Your goal
Transcribe exactly, and only, the lines that run from the one containing "Where can the step" through the end of the records.

Referring expression data
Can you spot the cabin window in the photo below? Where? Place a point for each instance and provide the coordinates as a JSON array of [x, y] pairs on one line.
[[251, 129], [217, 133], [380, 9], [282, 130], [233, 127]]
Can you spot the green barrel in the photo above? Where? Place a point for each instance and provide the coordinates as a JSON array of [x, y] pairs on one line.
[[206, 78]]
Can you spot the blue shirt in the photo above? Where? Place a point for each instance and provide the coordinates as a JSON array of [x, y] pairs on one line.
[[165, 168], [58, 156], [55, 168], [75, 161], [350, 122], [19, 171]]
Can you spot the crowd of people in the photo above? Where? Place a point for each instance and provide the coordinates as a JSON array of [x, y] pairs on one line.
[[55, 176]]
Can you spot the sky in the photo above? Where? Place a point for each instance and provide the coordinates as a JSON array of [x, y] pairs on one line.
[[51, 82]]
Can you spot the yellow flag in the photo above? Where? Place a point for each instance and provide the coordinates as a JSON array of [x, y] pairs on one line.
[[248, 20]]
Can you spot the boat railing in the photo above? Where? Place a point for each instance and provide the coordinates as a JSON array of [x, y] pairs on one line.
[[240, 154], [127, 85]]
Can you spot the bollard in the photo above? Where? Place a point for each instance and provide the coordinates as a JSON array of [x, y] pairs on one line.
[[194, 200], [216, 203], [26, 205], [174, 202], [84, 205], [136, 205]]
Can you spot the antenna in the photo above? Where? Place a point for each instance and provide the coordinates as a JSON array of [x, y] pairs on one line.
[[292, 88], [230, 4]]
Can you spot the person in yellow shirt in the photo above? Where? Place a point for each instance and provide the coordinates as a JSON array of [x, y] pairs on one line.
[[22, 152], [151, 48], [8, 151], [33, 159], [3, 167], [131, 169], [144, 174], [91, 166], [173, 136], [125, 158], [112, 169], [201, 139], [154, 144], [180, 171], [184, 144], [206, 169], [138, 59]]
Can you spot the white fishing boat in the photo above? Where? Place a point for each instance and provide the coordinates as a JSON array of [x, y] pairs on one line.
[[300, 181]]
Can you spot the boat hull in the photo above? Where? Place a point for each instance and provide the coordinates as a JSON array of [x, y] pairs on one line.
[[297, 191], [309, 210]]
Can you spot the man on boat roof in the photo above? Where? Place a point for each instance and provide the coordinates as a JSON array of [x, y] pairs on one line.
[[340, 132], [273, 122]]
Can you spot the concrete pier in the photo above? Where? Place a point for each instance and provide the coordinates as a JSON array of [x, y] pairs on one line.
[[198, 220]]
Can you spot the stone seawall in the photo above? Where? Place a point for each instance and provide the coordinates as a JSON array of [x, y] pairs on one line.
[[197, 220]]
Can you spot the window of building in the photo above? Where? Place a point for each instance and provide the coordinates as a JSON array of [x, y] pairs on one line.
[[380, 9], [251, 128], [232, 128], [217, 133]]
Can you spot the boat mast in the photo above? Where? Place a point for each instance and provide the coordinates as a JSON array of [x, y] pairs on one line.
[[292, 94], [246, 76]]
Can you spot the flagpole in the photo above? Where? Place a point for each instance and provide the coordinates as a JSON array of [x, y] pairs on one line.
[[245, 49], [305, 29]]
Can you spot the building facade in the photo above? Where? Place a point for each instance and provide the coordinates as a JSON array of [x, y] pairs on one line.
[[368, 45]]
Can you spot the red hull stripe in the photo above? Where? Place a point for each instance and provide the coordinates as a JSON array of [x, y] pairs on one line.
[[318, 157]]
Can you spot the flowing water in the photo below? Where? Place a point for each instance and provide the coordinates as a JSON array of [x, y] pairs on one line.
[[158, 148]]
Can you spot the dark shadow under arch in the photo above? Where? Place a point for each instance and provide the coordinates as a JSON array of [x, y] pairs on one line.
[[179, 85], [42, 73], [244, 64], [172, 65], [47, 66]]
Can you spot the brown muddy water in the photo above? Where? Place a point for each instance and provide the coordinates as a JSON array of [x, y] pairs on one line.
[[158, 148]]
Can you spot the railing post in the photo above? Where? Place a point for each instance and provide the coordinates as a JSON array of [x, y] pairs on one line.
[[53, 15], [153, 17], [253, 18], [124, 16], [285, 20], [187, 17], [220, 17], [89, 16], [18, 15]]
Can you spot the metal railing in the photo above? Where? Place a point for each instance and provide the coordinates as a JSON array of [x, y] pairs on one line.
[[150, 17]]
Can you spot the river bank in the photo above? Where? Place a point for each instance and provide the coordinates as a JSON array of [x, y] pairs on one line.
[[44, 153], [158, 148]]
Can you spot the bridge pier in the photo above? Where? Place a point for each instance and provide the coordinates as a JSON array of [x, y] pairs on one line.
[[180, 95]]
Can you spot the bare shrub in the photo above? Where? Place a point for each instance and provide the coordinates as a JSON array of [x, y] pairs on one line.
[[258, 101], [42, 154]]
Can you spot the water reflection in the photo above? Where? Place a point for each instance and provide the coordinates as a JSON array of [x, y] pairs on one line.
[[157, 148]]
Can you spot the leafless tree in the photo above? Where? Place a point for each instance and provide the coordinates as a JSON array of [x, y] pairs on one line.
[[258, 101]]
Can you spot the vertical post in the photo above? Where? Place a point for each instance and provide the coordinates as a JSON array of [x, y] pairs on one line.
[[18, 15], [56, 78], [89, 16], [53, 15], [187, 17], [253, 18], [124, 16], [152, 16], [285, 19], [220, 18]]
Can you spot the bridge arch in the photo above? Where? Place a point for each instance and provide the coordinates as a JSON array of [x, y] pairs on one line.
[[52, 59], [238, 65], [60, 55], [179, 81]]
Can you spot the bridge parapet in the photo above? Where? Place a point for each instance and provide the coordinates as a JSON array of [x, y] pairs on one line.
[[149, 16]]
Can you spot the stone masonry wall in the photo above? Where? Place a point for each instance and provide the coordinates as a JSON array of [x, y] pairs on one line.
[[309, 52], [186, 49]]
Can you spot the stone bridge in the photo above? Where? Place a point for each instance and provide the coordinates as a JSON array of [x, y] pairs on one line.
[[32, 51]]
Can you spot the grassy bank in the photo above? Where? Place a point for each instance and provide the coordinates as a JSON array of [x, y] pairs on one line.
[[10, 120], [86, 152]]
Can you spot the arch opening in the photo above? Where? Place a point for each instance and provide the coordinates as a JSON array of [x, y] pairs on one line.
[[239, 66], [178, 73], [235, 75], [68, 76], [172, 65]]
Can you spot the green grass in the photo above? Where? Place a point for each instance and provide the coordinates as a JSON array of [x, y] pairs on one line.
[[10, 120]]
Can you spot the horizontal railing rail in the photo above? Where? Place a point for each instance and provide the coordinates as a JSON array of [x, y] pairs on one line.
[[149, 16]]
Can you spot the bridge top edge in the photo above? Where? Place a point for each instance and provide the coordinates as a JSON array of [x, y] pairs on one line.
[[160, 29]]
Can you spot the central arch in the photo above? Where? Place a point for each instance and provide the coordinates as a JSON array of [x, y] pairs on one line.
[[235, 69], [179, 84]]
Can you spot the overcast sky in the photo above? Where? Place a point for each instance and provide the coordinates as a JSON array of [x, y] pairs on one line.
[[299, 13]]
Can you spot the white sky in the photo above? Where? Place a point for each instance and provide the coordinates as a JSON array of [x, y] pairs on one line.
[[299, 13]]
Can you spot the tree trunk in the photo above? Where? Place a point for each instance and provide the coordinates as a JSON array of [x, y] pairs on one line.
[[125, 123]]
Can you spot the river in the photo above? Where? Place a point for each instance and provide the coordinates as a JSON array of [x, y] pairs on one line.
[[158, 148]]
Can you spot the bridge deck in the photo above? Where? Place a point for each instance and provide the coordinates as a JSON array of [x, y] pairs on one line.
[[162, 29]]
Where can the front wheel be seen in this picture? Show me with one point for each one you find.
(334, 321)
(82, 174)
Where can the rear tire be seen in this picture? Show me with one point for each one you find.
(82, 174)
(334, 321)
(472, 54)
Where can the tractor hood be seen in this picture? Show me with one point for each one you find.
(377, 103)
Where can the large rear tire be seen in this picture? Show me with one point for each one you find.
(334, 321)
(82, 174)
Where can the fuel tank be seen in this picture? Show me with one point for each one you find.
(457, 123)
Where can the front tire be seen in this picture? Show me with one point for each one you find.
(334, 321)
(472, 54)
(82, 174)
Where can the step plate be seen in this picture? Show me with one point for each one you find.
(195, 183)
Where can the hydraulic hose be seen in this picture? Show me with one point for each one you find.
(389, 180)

Solution to this problem
Where can the step plate be seen in this picture? Show me with one point for each one you find.
(195, 183)
Where can the hydraulic hose be seen in this picture? Show me with one point for each one you find.
(389, 180)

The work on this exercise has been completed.